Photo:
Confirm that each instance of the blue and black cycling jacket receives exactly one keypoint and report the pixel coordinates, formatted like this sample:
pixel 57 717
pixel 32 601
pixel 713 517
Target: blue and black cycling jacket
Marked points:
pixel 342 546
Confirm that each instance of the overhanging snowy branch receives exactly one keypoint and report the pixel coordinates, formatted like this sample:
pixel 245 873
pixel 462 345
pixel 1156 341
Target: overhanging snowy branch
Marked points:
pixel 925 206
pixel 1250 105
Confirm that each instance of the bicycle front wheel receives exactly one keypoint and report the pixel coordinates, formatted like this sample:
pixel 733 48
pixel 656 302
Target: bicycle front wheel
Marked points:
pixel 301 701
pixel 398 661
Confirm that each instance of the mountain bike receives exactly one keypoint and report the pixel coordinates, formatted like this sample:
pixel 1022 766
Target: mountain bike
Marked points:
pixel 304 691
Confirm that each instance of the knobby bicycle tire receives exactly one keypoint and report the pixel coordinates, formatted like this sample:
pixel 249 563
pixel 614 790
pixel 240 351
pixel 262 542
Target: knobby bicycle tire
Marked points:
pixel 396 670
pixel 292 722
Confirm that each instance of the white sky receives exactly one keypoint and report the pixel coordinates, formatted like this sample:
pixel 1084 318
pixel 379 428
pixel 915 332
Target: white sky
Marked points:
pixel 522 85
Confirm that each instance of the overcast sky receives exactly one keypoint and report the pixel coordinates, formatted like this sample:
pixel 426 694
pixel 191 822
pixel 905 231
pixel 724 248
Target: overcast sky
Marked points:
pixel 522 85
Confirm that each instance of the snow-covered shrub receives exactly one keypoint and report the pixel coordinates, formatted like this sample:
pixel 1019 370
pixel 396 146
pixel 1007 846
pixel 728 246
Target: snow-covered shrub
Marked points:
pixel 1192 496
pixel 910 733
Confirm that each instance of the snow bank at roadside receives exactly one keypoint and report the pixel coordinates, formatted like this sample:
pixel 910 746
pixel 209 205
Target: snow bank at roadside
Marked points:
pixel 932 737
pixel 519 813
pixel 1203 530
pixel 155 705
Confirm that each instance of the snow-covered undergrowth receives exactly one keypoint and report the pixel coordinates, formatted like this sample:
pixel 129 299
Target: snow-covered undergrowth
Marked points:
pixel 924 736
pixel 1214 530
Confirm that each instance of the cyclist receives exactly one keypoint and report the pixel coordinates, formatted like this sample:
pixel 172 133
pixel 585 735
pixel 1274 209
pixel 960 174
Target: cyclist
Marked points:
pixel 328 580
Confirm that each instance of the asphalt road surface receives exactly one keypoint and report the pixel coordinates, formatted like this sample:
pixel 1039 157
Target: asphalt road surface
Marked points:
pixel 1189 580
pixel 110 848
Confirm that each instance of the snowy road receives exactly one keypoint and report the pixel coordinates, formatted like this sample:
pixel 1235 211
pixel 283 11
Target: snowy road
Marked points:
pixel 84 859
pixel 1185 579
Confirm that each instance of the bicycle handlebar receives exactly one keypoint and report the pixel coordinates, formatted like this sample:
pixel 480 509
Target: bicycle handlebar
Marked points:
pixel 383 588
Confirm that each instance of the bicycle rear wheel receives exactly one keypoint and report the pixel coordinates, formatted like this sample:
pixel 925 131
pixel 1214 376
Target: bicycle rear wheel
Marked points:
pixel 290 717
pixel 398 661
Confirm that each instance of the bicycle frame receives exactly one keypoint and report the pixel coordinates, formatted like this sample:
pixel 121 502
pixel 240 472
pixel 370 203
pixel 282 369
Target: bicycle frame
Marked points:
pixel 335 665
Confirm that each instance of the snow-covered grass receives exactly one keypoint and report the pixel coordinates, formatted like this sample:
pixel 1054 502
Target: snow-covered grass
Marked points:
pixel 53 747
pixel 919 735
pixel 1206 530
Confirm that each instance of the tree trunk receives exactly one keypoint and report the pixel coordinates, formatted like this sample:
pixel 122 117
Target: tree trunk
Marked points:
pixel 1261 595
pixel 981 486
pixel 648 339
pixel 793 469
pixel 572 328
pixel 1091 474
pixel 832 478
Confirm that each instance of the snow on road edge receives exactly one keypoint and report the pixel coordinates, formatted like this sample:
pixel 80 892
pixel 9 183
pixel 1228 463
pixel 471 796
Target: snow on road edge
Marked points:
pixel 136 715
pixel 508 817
.....
* WRITTEN TASK *
Copy every item above line for line, without altering a single character.

* EXERCISE ANSWER *
Photo:
Confirm that each instance of the blue and black cycling jacket receives exactly one keypoint and report the pixel coordinates, formatted like this sample:
pixel 57 717
pixel 32 601
pixel 713 517
Target: blue and black cycling jacket
Marked points:
pixel 342 546
Confirm that each instance of the overhanging snowy branch receives exactly one keypoint and report the pixel coordinates, formatted like this sample:
pixel 245 873
pixel 462 345
pixel 1156 341
Target: overhanging snowy branch
Marked points:
pixel 925 206
pixel 1250 105
Confirm that each instance of the bicycle front wheel receives exactly one keypoint and report the pixel coordinates, formatted like this sample:
pixel 733 48
pixel 656 302
Target: bicycle front wheel
Marked points:
pixel 301 701
pixel 398 661
Confirm that each instance of the mountain bike receives exactly one keypoint and report the pixel coordinates, formatted like this sample:
pixel 1022 766
Target: mountain bike
Marked points:
pixel 304 691
Confirm that each instance of the knobby bicycle tire receives exactly one keypoint and report the pixel coordinates, formatted like this sample:
pixel 249 563
pixel 614 790
pixel 240 351
pixel 262 542
Target: knobby bicycle tire
Marked points:
pixel 396 670
pixel 292 722
Confirm that each instance of the white sky receives exactly one keypoint and report the pixel coordinates, formatted like this sample:
pixel 1084 318
pixel 379 428
pixel 915 332
Target: white sky
Marked points:
pixel 522 85
Confirm that each instance of the overcast sky receives exactly one keypoint and report the pixel coordinates, formatted like this sample:
pixel 426 694
pixel 191 822
pixel 905 231
pixel 724 248
Target: overcast sky
Marked points:
pixel 522 85
Confirm that each instance of the snow-covered shrub receives exactly one keypoint and report the pixel coordinates, formatted like this sample:
pixel 1019 370
pixel 396 146
pixel 1007 846
pixel 728 246
Target: snow-covered shrub
Marked points:
pixel 1192 496
pixel 910 733
Confirm that each instance of the snow bank at roadside receives exactly one keypoint and report the pixel coordinates, formatted like this sample:
pixel 910 746
pixel 209 205
Target: snow bank at roadside
Marked points:
pixel 932 737
pixel 519 813
pixel 1203 530
pixel 155 705
Confirm that each instance of the snow-covered undergrowth receives exactly one keypoint and report the pixel coordinates, formatted like this sample:
pixel 129 299
Target: snow-covered undergrowth
Marked points:
pixel 924 736
pixel 1214 530
Confirm that each instance of the cyclist receives exactly one keypoint and report the pixel coordinates, formatted like this sample:
pixel 172 133
pixel 585 735
pixel 1274 209
pixel 960 174
Target: cyclist
Marked points:
pixel 328 580
Confirm that each instance of the asphalt road surface receives exactly one keypoint and report the pixel coordinates, formatted like this sample:
pixel 1039 157
Target: asphalt road surface
Marked points:
pixel 1189 580
pixel 110 848
Confirm that each instance of the snowy road receives exactly one keypoint and report the pixel coordinates, formatted like this sample:
pixel 1235 211
pixel 283 11
Target: snowy road
Marked points:
pixel 84 859
pixel 1185 579
Confirm that each instance of the bicycle handlebar receives exactly one keypoint and report the pixel coordinates, formatted like this sample:
pixel 480 509
Target: bicycle handlebar
Marked points:
pixel 383 588
Confirm that each instance of the bicycle rear wheel receives exactly one keypoint and report the pixel coordinates, formatted like this sample:
pixel 925 131
pixel 1214 376
Target: bicycle rear wheel
Marked points:
pixel 290 717
pixel 398 661
Confirm that each instance of the bicycle frame receives exactly one keypoint and report the pixel coordinates, formatted like this sample:
pixel 121 502
pixel 240 472
pixel 370 203
pixel 282 369
Target: bicycle frame
Marked points:
pixel 335 665
Confirm that each instance of the snow-covered grass receives exactly one keypoint and report the pixel coordinates, formatted like this sample:
pixel 1054 502
Target: snow-covered grass
Marked points:
pixel 53 747
pixel 919 735
pixel 1206 530
Confirm that each instance of the tree trunk receives exactly one keypoint and report the pixel coordinates, formatted like this sample:
pixel 122 117
Target: tree trunk
Marked points:
pixel 1261 595
pixel 981 486
pixel 648 339
pixel 793 469
pixel 572 328
pixel 1091 474
pixel 832 478
Confirm that each instance of the snow on road edge receives exactly one keypoint and report the pixel coordinates, formatted like this sample:
pixel 80 892
pixel 9 183
pixel 1228 463
pixel 471 796
Target: snow on road edge
Marked points:
pixel 136 715
pixel 508 817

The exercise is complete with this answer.